▶ Brief: Please output all the entries word for word, without the pictures.
**** Record excerpts ****
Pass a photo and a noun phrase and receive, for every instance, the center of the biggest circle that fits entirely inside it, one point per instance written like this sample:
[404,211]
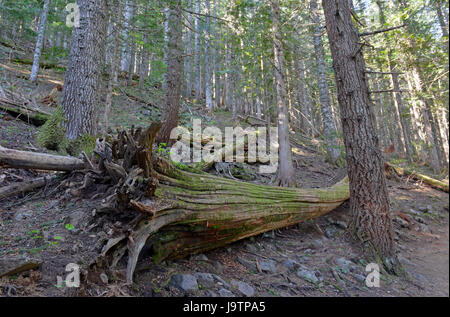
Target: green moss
[52,134]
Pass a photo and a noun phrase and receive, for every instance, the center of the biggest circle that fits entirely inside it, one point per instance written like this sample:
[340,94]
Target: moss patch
[52,135]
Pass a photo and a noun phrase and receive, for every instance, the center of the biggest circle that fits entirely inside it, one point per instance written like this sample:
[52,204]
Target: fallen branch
[426,179]
[25,113]
[41,161]
[26,186]
[381,31]
[175,212]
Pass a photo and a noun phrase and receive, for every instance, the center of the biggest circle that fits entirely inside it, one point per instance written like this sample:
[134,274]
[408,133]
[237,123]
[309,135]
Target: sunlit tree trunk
[208,88]
[198,83]
[285,168]
[369,201]
[329,129]
[174,72]
[39,41]
[82,84]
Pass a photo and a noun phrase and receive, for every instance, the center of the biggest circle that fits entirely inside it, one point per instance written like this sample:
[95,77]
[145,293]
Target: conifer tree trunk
[39,41]
[369,201]
[208,90]
[82,84]
[198,85]
[285,168]
[187,59]
[329,129]
[174,72]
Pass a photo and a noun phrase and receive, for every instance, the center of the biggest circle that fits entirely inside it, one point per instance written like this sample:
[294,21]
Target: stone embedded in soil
[424,228]
[401,222]
[185,282]
[205,279]
[75,218]
[23,214]
[104,278]
[223,292]
[10,266]
[307,275]
[210,293]
[244,288]
[218,267]
[419,219]
[249,265]
[345,265]
[291,264]
[200,257]
[268,266]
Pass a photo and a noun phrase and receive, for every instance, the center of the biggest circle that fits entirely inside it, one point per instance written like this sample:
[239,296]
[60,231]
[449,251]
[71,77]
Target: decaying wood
[41,161]
[426,179]
[25,186]
[176,212]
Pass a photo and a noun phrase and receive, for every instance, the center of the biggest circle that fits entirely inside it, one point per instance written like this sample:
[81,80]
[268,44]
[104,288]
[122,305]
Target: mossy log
[42,64]
[184,212]
[40,161]
[177,212]
[426,179]
[26,186]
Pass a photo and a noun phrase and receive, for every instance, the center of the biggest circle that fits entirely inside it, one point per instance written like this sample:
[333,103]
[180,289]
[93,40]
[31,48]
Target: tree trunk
[42,161]
[82,84]
[188,58]
[125,36]
[198,83]
[215,60]
[285,168]
[369,201]
[40,41]
[174,72]
[208,88]
[183,213]
[112,80]
[329,129]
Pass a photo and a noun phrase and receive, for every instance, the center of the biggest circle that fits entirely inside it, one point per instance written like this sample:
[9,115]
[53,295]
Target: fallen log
[42,161]
[42,64]
[23,187]
[25,113]
[175,212]
[426,179]
[183,213]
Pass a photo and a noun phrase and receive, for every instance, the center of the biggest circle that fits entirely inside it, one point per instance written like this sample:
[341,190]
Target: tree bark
[208,88]
[285,168]
[112,81]
[329,129]
[82,84]
[369,201]
[174,72]
[198,83]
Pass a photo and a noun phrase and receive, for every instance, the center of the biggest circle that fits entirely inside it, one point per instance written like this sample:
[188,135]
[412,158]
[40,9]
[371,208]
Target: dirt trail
[429,263]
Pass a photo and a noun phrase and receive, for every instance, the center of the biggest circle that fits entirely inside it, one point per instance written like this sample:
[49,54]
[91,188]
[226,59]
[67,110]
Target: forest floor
[51,229]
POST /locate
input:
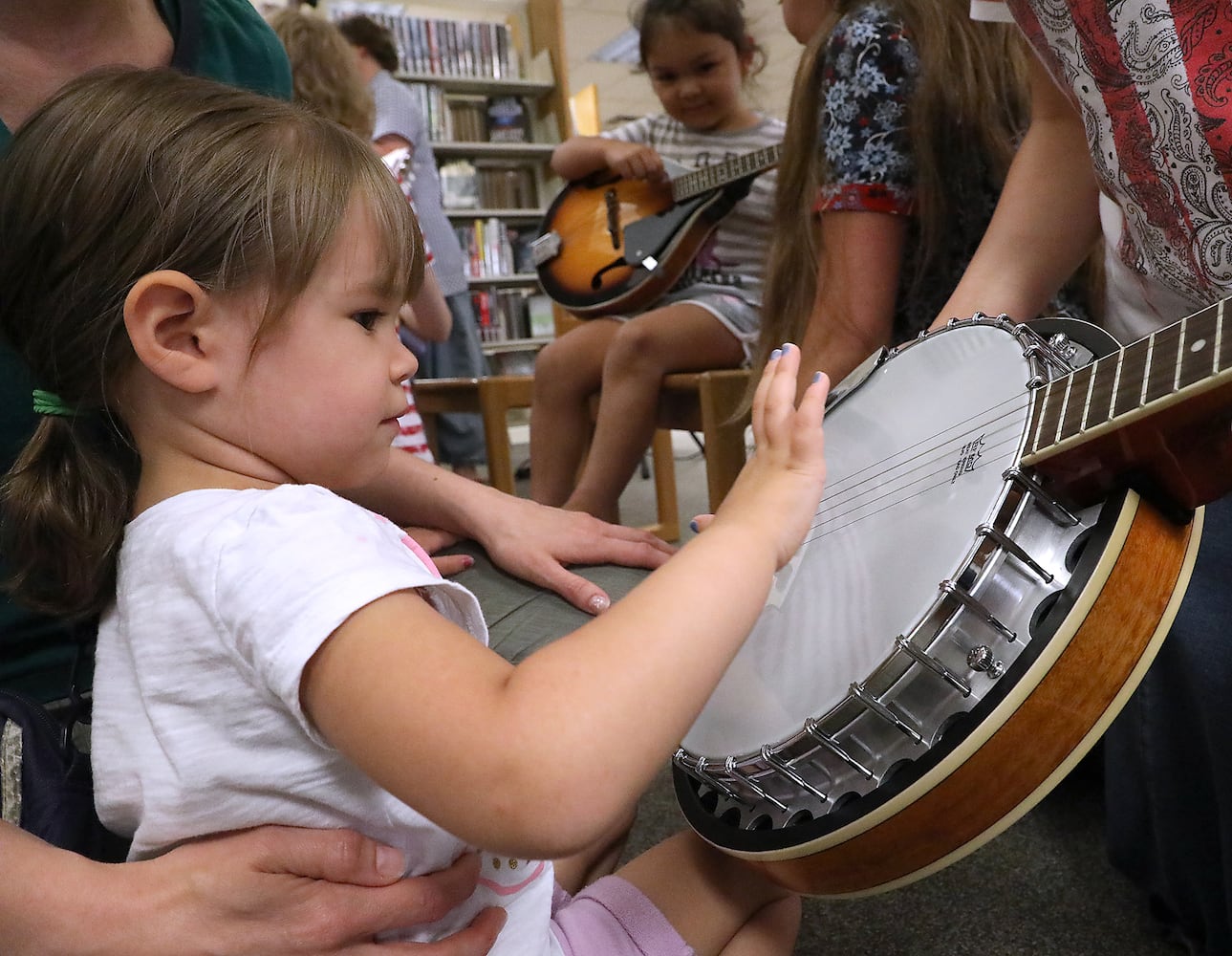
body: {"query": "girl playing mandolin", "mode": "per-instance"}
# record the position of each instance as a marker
(225, 358)
(698, 54)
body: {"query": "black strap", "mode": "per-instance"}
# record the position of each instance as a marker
(187, 38)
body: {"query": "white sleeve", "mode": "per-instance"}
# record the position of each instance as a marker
(306, 560)
(992, 10)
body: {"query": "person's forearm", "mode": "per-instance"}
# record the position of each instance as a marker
(579, 157)
(857, 287)
(56, 903)
(1047, 220)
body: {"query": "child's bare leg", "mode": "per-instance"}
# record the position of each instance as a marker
(567, 372)
(678, 337)
(580, 870)
(721, 905)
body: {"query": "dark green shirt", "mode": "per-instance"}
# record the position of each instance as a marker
(222, 39)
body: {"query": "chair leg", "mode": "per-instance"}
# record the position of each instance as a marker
(497, 396)
(719, 398)
(665, 503)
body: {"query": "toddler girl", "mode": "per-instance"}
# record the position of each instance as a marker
(212, 316)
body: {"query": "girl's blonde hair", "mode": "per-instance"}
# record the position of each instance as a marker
(967, 110)
(324, 74)
(122, 174)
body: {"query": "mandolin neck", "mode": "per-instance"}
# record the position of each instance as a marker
(720, 174)
(1156, 414)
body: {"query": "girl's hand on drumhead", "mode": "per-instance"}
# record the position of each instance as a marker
(781, 485)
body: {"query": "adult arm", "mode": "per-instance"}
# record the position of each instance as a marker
(529, 540)
(856, 289)
(273, 891)
(1047, 220)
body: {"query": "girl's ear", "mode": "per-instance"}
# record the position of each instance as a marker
(167, 316)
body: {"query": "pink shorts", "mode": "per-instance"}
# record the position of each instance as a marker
(611, 917)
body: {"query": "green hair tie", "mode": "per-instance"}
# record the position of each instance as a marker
(48, 403)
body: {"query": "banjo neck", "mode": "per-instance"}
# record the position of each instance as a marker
(1156, 414)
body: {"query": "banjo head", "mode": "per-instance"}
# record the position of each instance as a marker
(933, 579)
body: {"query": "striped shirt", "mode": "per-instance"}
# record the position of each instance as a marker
(736, 250)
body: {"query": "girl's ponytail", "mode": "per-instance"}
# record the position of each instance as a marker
(63, 509)
(120, 174)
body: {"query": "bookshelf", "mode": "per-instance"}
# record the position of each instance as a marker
(490, 77)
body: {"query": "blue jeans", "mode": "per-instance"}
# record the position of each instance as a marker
(1168, 759)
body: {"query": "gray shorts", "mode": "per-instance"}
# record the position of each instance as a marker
(738, 315)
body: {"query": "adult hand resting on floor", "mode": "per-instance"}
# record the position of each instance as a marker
(536, 542)
(272, 891)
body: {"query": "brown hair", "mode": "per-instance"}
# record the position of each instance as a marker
(361, 31)
(126, 173)
(967, 110)
(323, 71)
(724, 17)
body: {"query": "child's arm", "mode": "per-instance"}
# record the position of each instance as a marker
(582, 156)
(537, 760)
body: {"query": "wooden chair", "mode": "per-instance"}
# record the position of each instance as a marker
(699, 402)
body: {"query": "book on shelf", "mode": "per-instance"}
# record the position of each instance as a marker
(460, 185)
(442, 46)
(504, 315)
(490, 184)
(508, 120)
(495, 249)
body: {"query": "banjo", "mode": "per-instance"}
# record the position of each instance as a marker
(980, 594)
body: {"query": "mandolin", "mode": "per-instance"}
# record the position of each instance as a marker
(613, 246)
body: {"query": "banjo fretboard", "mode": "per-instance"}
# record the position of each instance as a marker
(1164, 368)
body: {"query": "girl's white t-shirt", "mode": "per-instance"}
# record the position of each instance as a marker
(223, 598)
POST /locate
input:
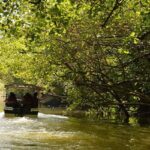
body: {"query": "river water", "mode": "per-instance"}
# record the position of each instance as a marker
(56, 132)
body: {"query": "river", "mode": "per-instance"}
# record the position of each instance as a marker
(57, 132)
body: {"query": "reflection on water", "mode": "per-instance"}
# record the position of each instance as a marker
(56, 132)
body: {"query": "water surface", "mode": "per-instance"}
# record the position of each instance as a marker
(56, 132)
****
▶ Result for this task:
Pass a photo and a noun phrase and receive, for every instance, the center of the biggest circle that fits entirely inside it, one point per instance written like this sample:
[404,211]
Target: green moss
[52,134]
Pass a photo and a noun phrase and receive, for every instance, the center of the biggest circle that fits entirely inside it, one point per instance written like this sample:
[340,94]
Target: moss patch
[52,135]
Pass a photo and a noun phrase and receive, for every instance, the center of the biggest circle that fits entirely inside it, one point per instance written like this sample:
[52,204]
Target: fallen branch
[426,179]
[25,113]
[41,161]
[26,186]
[381,31]
[175,212]
Pass a photo and a noun phrase and receive, for every instance, the center of the biggest circle that fits entirely inside it, one point per instance written like this sample:
[134,274]
[408,133]
[237,123]
[309,135]
Target: sunlit tree trunk
[208,88]
[198,83]
[285,168]
[369,201]
[329,129]
[174,72]
[39,41]
[82,84]
Pass a photo and a noun phrase and receive, for every instance, the center of the biggest circle that fits entirely inside it, one point per instance written like this sample:
[95,77]
[145,293]
Target: conifer tree trunk
[39,41]
[369,201]
[208,90]
[82,84]
[198,85]
[285,168]
[187,59]
[329,129]
[174,72]
Pass a photo and a noun phrase and receive, for every instance, the center of the biggest circle that fits entirely inside it, one point per instance written like this sample:
[294,21]
Target: stone embedded in soil
[424,228]
[401,222]
[185,282]
[205,279]
[75,218]
[23,214]
[104,278]
[223,292]
[10,266]
[307,275]
[210,293]
[244,288]
[218,267]
[419,219]
[249,265]
[345,265]
[291,264]
[200,257]
[268,266]
Pass a photo and a noun phrase and receive, for every instance, the center of the biggest circle that fits entirely inside it, one point per instance written like this sample:
[239,296]
[60,231]
[449,251]
[71,77]
Target: decaying wood
[41,161]
[426,179]
[25,186]
[176,212]
Pass a photo and a noun phrase and receive, for every instance, the center of the biggest circle that fits entirely inside it, one point per instance written like this sample:
[81,80]
[268,44]
[104,288]
[122,305]
Target: mossy log
[42,64]
[184,212]
[40,161]
[177,212]
[426,179]
[26,186]
Pass a photo and a noun phrase and receive, for every instance, the center of the biggest circle that fits entirely inside it, one point per instance written like this sample:
[333,103]
[180,289]
[93,40]
[31,48]
Target: tree trunk
[42,161]
[82,84]
[188,58]
[125,36]
[198,83]
[215,60]
[285,168]
[369,201]
[40,41]
[174,72]
[208,88]
[183,213]
[112,80]
[329,129]
Pass a photo and a noun phrase and receive, for every instance, the center of the biggest circle that fits entirely inside it, one point per instance written like this sample:
[9,115]
[53,295]
Target: fallen log
[42,161]
[42,64]
[23,187]
[25,113]
[175,212]
[426,179]
[183,213]
Pass a photo and a noun phrase and receive, for every instance, the center of the biggest circle that fits entirely inside it, one point per instance written like this sample:
[341,190]
Target: tree bark
[208,88]
[285,168]
[112,81]
[329,129]
[82,84]
[369,201]
[174,72]
[198,83]
Pass a photo and a noun phrase and receive, for every instance, the center of the biggest circle that fits entirely inside it, one point per instance written like this sample:
[188,135]
[412,158]
[40,9]
[371,208]
Target: dirt trail
[429,263]
Pass a photo and a noun phrase and receive, for every instance, the center of the biggest circle that fits entirely inside it, one point per instance written like this sample:
[49,54]
[91,188]
[226,59]
[67,110]
Target: forest floor
[51,229]
POST /locate
input:
body: {"query": "girl playing mandolin", "mode": "per-instance"}
# record the position of each instance as a marker
(225, 358)
(698, 54)
body: {"query": "black strap", "mode": "per-instance"}
# record the position of each instance as a marker
(187, 38)
body: {"query": "white sleeve", "mode": "per-instance"}
# record the position of each instance as a marker
(306, 560)
(992, 10)
body: {"query": "person's forearm", "mode": "per-instance"}
# record the position of each instance as a marker
(579, 157)
(857, 287)
(56, 903)
(1047, 220)
body: {"query": "child's bare leg", "mode": "per-instance"}
# record the position of each instance as a marker
(567, 372)
(678, 337)
(580, 870)
(721, 905)
body: {"query": "dark green shirt", "mode": "per-instance"}
# record the position of each instance as a marker
(222, 39)
body: {"query": "chair leg", "mode": "per-instance"}
# record the position of each instance as a marker
(497, 396)
(719, 398)
(665, 503)
body: {"query": "toddler girl", "mode": "per-instance"}
# record the position of each instance as a marker
(212, 316)
body: {"query": "girl's blonde hair", "mode": "per-instance"}
# record the position of each instance as a marker
(967, 110)
(324, 74)
(122, 174)
body: {"query": "mandolin neck", "mode": "per-instance"}
# record the position of each instance as a marker
(720, 174)
(1156, 414)
body: {"query": "girl's hand on drumhead", "mode": "per-instance"}
# record the position of each instance as a marker
(781, 485)
body: {"query": "adult arm", "mode": "per-instance"}
# record the position of each instance as a marker
(529, 540)
(856, 289)
(273, 891)
(1047, 220)
body: {"query": "girl's ear", "mode": "per-instance"}
# record the position of each instance as a marker
(167, 316)
body: {"query": "pink shorts", "mode": "per-instance"}
# record the position of each instance as a marker
(611, 917)
body: {"query": "green hair tie", "mode": "per-instance"}
# record the position of each instance as a marker
(48, 403)
body: {"query": "banjo neck", "mode": "per-instance"}
# record the position of each instance as a marker
(1156, 414)
body: {"query": "banjo head", "mode": "per-instance"}
# record the position of each instance as a marker
(933, 579)
body: {"query": "striped shirt", "mode": "per-instance"}
# record the position of each instance as a marker
(736, 250)
body: {"query": "girl's ponytail", "mode": "per-instance"}
# record the position of each instance as a marker
(63, 509)
(120, 174)
body: {"query": "bookshelf", "mode": "per-instance"}
# record the position of each instance as a marker
(490, 77)
body: {"query": "blue jeans", "mode": "per-instance"}
# record the position of each instance as a marker
(1168, 759)
body: {"query": "gray shorts", "mode": "per-instance"}
# record the position of each instance as a marker
(738, 315)
body: {"query": "adult hand resting on floor", "mode": "per-instance"}
# record the position of each instance as a marker
(536, 542)
(272, 891)
body: {"query": "brown hair", "mode": "per-instance"}
# record the position of each instance as a marker
(361, 31)
(126, 173)
(967, 110)
(323, 71)
(724, 17)
body: {"query": "child's arm", "mode": "per-instance"}
# record the position of each instance as a marker
(582, 156)
(537, 760)
body: {"query": "wooden chair", "mode": "per-instance"}
# record the position of each instance as a marker
(699, 402)
body: {"query": "book on shelf", "mode": "per-instance"}
# record the position of each instance as a marker
(460, 185)
(442, 46)
(504, 315)
(490, 184)
(508, 120)
(495, 249)
body: {"query": "banjo", "mode": "per-instance"}
# record the position of each instance as a marker
(980, 594)
body: {"query": "mandolin", "mode": "per-instance"}
# record the position of each instance as a marker
(613, 246)
body: {"query": "banjo fretboard", "mode": "per-instance"}
# record the position of each instance as a marker
(1164, 368)
body: {"query": "girl's white t-shirt", "mode": "per-instance"}
# record the position of each instance as a marker
(223, 598)
POST /locate
input:
body: {"query": "river water", "mode": "per-instance"}
# record the position of each instance as a marker
(56, 132)
body: {"query": "river", "mode": "per-instance"}
# record the position of each instance as a marker
(57, 132)
body: {"query": "reflection on water", "mode": "per-instance"}
# record the position of each instance as a marker
(56, 132)
body: {"query": "water surface", "mode": "per-instance"}
# record the position of each instance as a marker
(56, 132)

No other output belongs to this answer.